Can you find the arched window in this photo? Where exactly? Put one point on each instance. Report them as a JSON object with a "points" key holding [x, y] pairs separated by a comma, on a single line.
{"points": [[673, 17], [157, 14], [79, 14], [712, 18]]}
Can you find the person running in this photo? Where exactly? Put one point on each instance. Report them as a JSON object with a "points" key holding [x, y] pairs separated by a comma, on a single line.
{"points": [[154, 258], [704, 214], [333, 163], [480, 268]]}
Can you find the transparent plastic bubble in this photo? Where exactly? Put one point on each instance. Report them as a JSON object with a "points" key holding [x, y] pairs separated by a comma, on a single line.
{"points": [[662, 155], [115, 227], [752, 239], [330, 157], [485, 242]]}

Problema planteado: Devuelve todas las líneas anteriores sin cambiar nada en ellas.

Resultado del ejercicio:
Can you find the arched window in this photo? Where exactly? Put one point on each instance. Report them as a JSON object with a "points" key holding [x, y] pairs separated by a comma, on a single line.
{"points": [[673, 17], [157, 14], [79, 14], [712, 18]]}
Can you find the person running in this photo? Where exactly? Put one point on each instance. Report them as a JSON object with a "points" key holding [x, y] pairs separated by a comma, on a single line.
{"points": [[154, 258], [704, 214], [333, 163], [480, 268]]}
Can you find the transparent plastic bubble in this photo? Where exactly? Put one point on each instance. Report them as a JSON object with a "points" key holding [x, y] pairs separated by a comma, on a single line.
{"points": [[662, 155], [115, 227], [752, 239], [330, 157], [485, 242]]}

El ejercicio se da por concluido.